— Start Exercise material —
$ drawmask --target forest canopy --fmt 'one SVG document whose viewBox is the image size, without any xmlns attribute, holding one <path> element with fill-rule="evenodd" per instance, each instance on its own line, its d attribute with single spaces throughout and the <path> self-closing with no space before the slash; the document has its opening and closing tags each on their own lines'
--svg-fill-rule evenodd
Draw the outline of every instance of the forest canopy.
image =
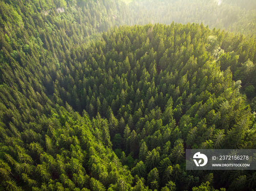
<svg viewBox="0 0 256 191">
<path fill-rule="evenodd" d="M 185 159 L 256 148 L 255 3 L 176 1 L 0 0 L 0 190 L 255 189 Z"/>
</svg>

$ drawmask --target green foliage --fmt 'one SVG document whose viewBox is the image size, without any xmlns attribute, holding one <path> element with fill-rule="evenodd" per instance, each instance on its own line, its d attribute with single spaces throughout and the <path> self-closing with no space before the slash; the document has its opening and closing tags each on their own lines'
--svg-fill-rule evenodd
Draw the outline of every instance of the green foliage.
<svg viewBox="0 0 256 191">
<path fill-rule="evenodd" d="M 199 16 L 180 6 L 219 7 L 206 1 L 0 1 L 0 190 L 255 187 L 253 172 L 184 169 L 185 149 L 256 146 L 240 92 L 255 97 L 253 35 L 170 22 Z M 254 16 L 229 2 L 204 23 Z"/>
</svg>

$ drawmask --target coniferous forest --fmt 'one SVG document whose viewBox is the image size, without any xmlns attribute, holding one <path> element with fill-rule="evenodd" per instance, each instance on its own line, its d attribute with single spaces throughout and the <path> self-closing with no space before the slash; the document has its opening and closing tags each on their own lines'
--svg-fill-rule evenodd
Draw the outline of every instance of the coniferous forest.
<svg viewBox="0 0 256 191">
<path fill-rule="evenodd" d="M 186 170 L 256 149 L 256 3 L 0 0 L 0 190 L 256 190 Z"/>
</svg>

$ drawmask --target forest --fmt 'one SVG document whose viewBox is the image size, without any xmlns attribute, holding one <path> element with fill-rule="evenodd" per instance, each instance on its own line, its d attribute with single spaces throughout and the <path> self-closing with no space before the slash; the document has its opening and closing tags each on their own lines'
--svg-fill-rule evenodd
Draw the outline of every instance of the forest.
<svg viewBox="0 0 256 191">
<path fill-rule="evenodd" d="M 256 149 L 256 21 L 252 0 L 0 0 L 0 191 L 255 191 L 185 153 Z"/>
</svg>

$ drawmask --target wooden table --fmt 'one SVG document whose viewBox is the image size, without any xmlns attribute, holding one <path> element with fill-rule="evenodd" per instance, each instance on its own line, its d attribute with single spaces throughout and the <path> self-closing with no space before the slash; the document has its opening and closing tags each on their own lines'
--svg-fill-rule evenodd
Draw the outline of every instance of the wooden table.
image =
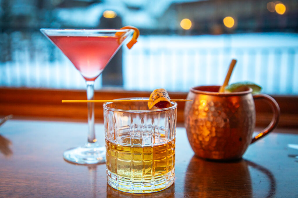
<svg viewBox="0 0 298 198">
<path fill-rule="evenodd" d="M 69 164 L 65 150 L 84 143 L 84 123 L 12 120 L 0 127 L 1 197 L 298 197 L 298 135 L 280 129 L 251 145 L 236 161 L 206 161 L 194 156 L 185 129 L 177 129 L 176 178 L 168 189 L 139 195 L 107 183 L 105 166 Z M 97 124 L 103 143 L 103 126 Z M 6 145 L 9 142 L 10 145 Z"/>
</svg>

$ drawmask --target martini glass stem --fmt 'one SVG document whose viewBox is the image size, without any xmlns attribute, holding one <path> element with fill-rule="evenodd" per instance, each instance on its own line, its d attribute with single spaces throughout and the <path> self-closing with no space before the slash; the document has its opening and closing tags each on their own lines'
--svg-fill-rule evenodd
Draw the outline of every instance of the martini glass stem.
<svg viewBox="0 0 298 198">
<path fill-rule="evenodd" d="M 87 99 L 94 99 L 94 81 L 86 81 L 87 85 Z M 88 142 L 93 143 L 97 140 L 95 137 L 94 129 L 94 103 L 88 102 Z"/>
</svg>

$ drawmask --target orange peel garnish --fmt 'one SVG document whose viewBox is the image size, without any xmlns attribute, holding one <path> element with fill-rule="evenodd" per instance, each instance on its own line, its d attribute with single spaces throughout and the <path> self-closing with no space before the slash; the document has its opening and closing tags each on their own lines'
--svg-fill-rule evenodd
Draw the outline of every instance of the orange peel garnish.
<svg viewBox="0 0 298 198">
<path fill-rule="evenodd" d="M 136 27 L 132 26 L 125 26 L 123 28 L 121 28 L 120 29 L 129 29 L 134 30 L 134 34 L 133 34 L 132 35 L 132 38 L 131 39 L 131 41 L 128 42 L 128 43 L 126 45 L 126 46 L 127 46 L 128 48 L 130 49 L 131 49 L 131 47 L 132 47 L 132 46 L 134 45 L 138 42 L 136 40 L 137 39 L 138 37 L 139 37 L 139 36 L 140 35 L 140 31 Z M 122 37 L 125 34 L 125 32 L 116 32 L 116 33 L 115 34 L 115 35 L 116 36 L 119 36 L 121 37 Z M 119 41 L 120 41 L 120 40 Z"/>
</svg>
— End Exercise material —
Set task: Go through the material above and print all of it exactly, except the pictures.

Exercise result:
$ drawmask --target forest canopy --fmt 'one SVG document whose viewBox is the image size, without any xmlns attribute, holding one <path> element with fill-rule="evenodd" per instance, each instance on its own line, its d attribute with single spaces throughout and the <path> self-closing with no space before the slash; the document has its opening and closing tags each on their own lines'
--svg-fill-rule evenodd
Draw the outline of every instance of the forest canopy.
image =
<svg viewBox="0 0 256 191">
<path fill-rule="evenodd" d="M 185 159 L 256 148 L 255 3 L 176 1 L 0 0 L 0 190 L 255 189 Z"/>
</svg>

$ drawmask --target green foliage --fmt 'one SVG document whose viewBox is the image size, without any xmlns attribute, holding one <path> element with fill-rule="evenodd" per instance, each instance on its own line, its d attribute with single spaces throughout and the <path> self-closing with no space before the slash; the document has its opening and closing tags each on their own lines'
--svg-fill-rule evenodd
Draw the outline of every instance of the green foliage.
<svg viewBox="0 0 256 191">
<path fill-rule="evenodd" d="M 199 16 L 180 6 L 219 7 L 206 1 L 0 1 L 0 190 L 255 187 L 253 172 L 184 169 L 185 149 L 256 146 L 240 92 L 255 97 L 253 35 L 170 22 Z M 254 16 L 229 2 L 204 23 Z"/>
</svg>

$ drawmask --target coniferous forest --fmt 'one SVG document whose viewBox is the image size, without any xmlns attribute, holding one <path> element with fill-rule="evenodd" per instance, each instance on its own line, its d attribute with single spaces throughout and the <path> self-closing with no space before the slash; the document has its opening and closing tags each on their own lines'
--svg-fill-rule evenodd
Draw the outline of every instance of the coniferous forest.
<svg viewBox="0 0 256 191">
<path fill-rule="evenodd" d="M 186 170 L 256 149 L 256 3 L 0 0 L 0 190 L 256 190 Z"/>
</svg>

$ drawmask --target forest --fmt 'one SVG document whose viewBox is the image size, without any xmlns attribute, holding one <path> element with fill-rule="evenodd" per instance, each instance on its own line, its d attribute with single spaces throughout and the <path> self-closing with no space before the slash; the document has its opening and closing tags each on their own lines'
--svg-fill-rule evenodd
Draw the outline of every instance of the forest.
<svg viewBox="0 0 256 191">
<path fill-rule="evenodd" d="M 256 149 L 256 21 L 252 0 L 0 0 L 0 191 L 255 191 L 185 153 Z"/>
</svg>

$ drawmask --target wooden table --fmt 'one SVG document whose viewBox is the image size, without any xmlns attribute, holding one <path> element with fill-rule="evenodd" per instance, each instance on its own line, its d attribute with single spaces throughout and the <path> self-closing with no space before the slash; the document has its opening and closing tags each on their own lines'
--svg-fill-rule evenodd
Draw the outline of every instance of the wooden table.
image =
<svg viewBox="0 0 298 198">
<path fill-rule="evenodd" d="M 69 164 L 65 150 L 84 143 L 84 123 L 12 120 L 0 127 L 1 197 L 298 197 L 298 135 L 280 129 L 251 145 L 236 161 L 206 161 L 194 156 L 185 129 L 177 129 L 176 178 L 168 189 L 139 195 L 107 183 L 105 166 Z M 97 124 L 103 143 L 103 126 Z M 6 145 L 9 142 L 10 145 Z"/>
</svg>

$ drawmask --target martini glass stem --fmt 'one SVG document whose viewBox is the image size, without any xmlns attribute, holding one <path> element with fill-rule="evenodd" per instance, each instance on its own line, its d attribute with single spaces throughout and the <path> self-closing with no space before the slash; the document has its opening and closing tags each on their own lines'
--svg-fill-rule evenodd
Draw the outline of every instance of the martini glass stem.
<svg viewBox="0 0 298 198">
<path fill-rule="evenodd" d="M 87 99 L 94 99 L 94 81 L 86 81 L 87 85 Z M 88 142 L 93 143 L 97 140 L 95 137 L 94 129 L 94 103 L 88 102 Z"/>
</svg>

$ drawmask --target orange peel garnish --fmt 'one SVG document whose viewBox is the image size, without any xmlns attribute, holding one <path> element with fill-rule="evenodd" per instance, each instance on its own line, its d attribute with single spaces throughout and the <path> self-closing with no space before the slash; the document has its opening and closing tags each on their own lines'
--svg-fill-rule evenodd
Draw the outline of every instance of the orange peel garnish.
<svg viewBox="0 0 298 198">
<path fill-rule="evenodd" d="M 136 27 L 132 26 L 125 26 L 123 28 L 121 28 L 120 29 L 129 29 L 134 30 L 134 34 L 133 34 L 132 35 L 132 38 L 131 39 L 131 41 L 128 42 L 128 43 L 126 45 L 126 46 L 127 46 L 128 48 L 130 49 L 131 49 L 131 47 L 132 47 L 132 46 L 134 45 L 138 42 L 136 40 L 137 39 L 138 37 L 139 37 L 139 36 L 140 35 L 140 31 Z M 122 37 L 125 34 L 125 32 L 116 32 L 116 33 L 115 34 L 115 35 L 116 36 L 119 36 L 121 37 Z M 119 41 L 120 41 L 120 40 Z"/>
</svg>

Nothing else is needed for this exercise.